[Point-per-instance localization data]
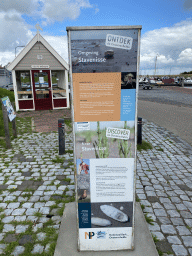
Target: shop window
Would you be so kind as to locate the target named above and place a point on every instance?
(41, 85)
(58, 84)
(24, 88)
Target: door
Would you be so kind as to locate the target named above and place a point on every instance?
(42, 89)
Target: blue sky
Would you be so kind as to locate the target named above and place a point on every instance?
(166, 27)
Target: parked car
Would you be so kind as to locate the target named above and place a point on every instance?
(8, 87)
(188, 81)
(147, 87)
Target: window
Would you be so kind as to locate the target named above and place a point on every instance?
(23, 82)
(58, 84)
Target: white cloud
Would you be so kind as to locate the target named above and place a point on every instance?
(13, 32)
(169, 44)
(185, 57)
(59, 43)
(187, 4)
(59, 10)
(21, 6)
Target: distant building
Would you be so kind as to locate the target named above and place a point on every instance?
(40, 77)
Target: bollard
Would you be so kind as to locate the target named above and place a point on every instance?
(61, 134)
(139, 131)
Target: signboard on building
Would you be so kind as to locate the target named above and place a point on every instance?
(10, 111)
(104, 66)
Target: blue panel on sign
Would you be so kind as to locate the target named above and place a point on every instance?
(128, 104)
(84, 215)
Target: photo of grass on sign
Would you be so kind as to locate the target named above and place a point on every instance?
(106, 140)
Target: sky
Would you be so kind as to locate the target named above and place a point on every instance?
(166, 35)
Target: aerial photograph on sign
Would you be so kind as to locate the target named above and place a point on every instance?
(104, 52)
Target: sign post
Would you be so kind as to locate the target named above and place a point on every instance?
(104, 68)
(8, 112)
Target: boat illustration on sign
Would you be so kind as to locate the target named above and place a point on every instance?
(109, 54)
(114, 213)
(100, 222)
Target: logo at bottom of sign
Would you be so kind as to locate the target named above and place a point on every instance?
(98, 235)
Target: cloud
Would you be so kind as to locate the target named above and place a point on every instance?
(187, 4)
(13, 32)
(59, 10)
(170, 44)
(59, 43)
(185, 57)
(21, 6)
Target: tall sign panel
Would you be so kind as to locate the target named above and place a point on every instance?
(104, 66)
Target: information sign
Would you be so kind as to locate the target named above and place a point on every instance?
(10, 111)
(104, 67)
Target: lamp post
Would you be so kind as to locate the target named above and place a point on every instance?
(16, 49)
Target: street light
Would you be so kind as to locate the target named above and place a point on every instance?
(17, 47)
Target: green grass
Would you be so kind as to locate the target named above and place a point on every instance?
(155, 239)
(144, 146)
(142, 206)
(58, 160)
(149, 219)
(38, 214)
(23, 125)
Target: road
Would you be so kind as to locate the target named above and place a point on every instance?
(169, 108)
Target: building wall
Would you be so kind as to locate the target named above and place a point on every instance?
(31, 59)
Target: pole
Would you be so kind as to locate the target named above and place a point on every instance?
(6, 126)
(61, 134)
(14, 128)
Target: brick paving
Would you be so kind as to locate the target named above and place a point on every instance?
(164, 187)
(35, 184)
(31, 184)
(46, 120)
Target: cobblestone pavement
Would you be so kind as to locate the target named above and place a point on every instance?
(35, 183)
(164, 187)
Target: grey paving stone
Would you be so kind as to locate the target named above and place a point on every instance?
(34, 199)
(18, 250)
(8, 219)
(169, 206)
(38, 193)
(157, 205)
(186, 214)
(187, 240)
(41, 236)
(154, 227)
(13, 205)
(168, 229)
(179, 250)
(158, 235)
(20, 218)
(187, 204)
(70, 193)
(160, 212)
(174, 240)
(177, 221)
(173, 213)
(39, 205)
(190, 251)
(31, 211)
(37, 249)
(18, 211)
(10, 238)
(183, 230)
(8, 227)
(37, 226)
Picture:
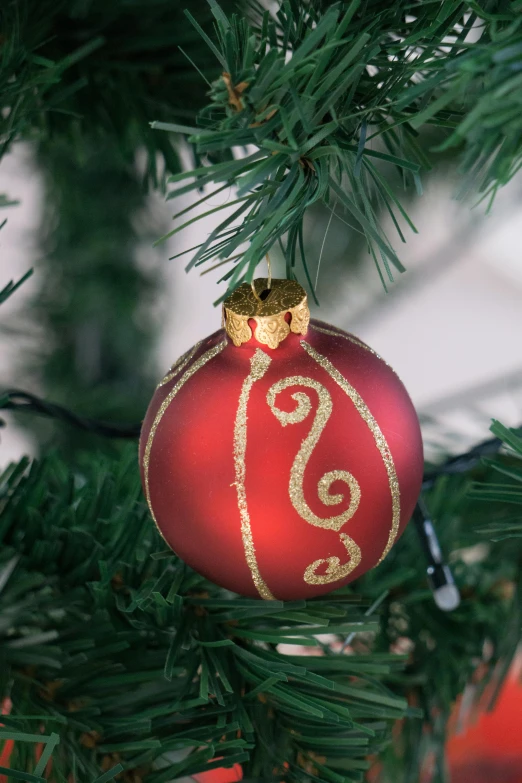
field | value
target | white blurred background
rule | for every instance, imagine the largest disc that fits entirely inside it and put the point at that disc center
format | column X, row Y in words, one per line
column 451, row 325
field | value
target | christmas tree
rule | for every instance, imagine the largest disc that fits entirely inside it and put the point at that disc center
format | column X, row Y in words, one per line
column 119, row 661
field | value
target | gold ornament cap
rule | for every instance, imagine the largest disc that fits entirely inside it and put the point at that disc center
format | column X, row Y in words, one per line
column 267, row 302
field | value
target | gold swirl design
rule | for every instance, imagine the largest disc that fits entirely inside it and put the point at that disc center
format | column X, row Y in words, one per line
column 203, row 359
column 305, row 452
column 179, row 365
column 259, row 364
column 380, row 440
column 335, row 570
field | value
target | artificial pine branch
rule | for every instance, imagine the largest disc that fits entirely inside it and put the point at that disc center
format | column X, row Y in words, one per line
column 322, row 94
column 128, row 654
column 70, row 68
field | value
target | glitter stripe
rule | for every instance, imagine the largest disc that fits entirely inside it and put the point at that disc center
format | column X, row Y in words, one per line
column 180, row 365
column 203, row 359
column 258, row 366
column 380, row 440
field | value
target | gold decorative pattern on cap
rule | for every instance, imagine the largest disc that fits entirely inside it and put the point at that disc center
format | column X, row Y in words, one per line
column 258, row 366
column 380, row 440
column 267, row 310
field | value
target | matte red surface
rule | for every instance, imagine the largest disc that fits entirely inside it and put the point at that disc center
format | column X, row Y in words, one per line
column 192, row 475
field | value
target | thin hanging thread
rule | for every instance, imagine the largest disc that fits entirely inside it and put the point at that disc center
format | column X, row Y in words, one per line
column 269, row 283
column 322, row 246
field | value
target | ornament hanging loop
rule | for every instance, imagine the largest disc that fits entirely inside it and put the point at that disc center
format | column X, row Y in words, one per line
column 269, row 283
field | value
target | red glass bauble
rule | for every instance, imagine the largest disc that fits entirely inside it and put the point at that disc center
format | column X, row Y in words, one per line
column 281, row 473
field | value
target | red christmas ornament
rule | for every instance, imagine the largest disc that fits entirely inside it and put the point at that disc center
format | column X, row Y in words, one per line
column 280, row 458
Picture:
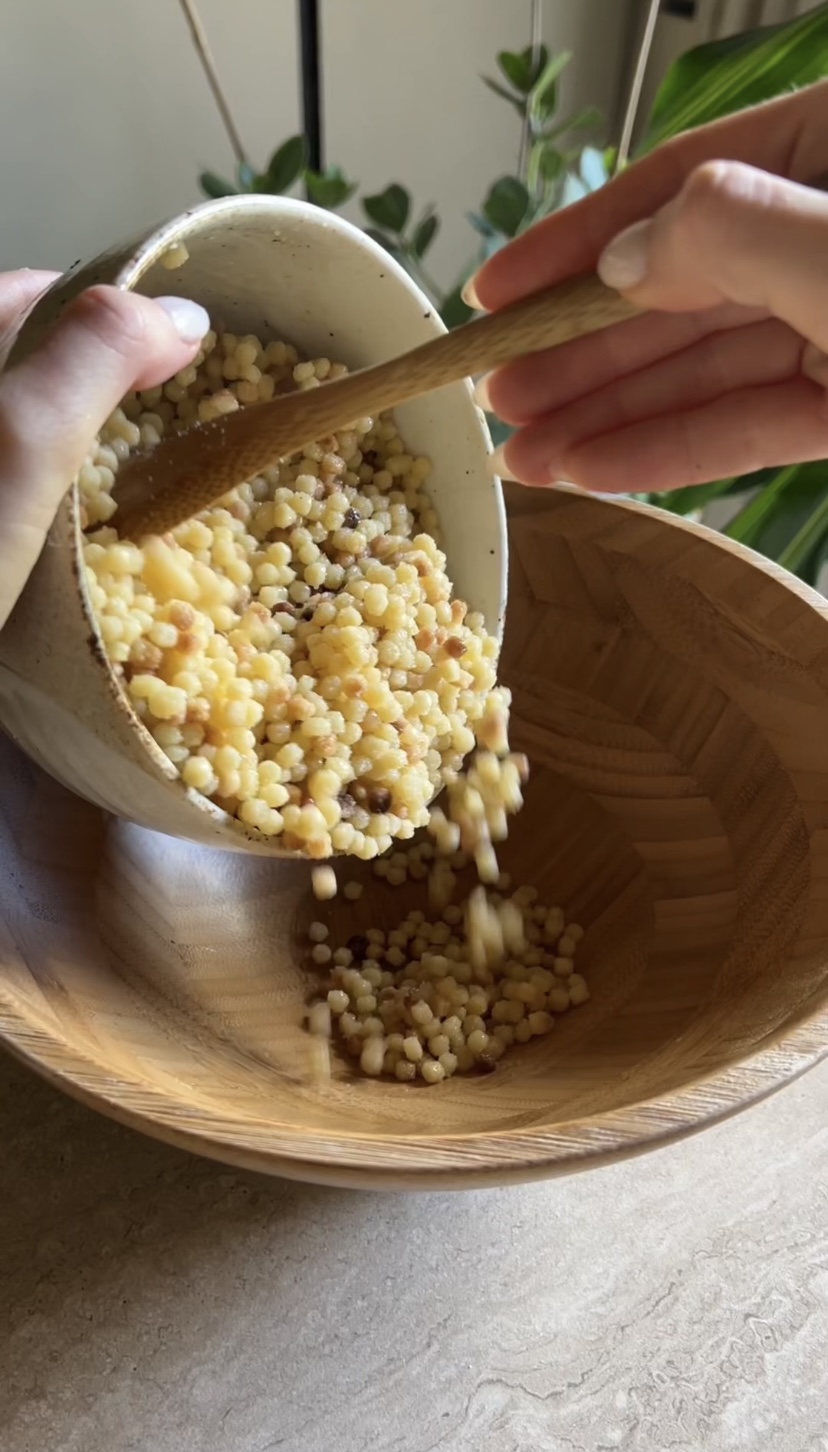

WORK ORDER>
From the data above, output only the lines between the line containing "Target: road" and the line containing "Target: pole", inclusive, exactly as written.

TASK SOLUTION>
Target: road
Would you be so kind as to locate the target named above and place a point on every instance?
(169, 108)
Target: building wall
Would you be so kind as to locate the target named above and place a point on every instance?
(31, 59)
Target: pole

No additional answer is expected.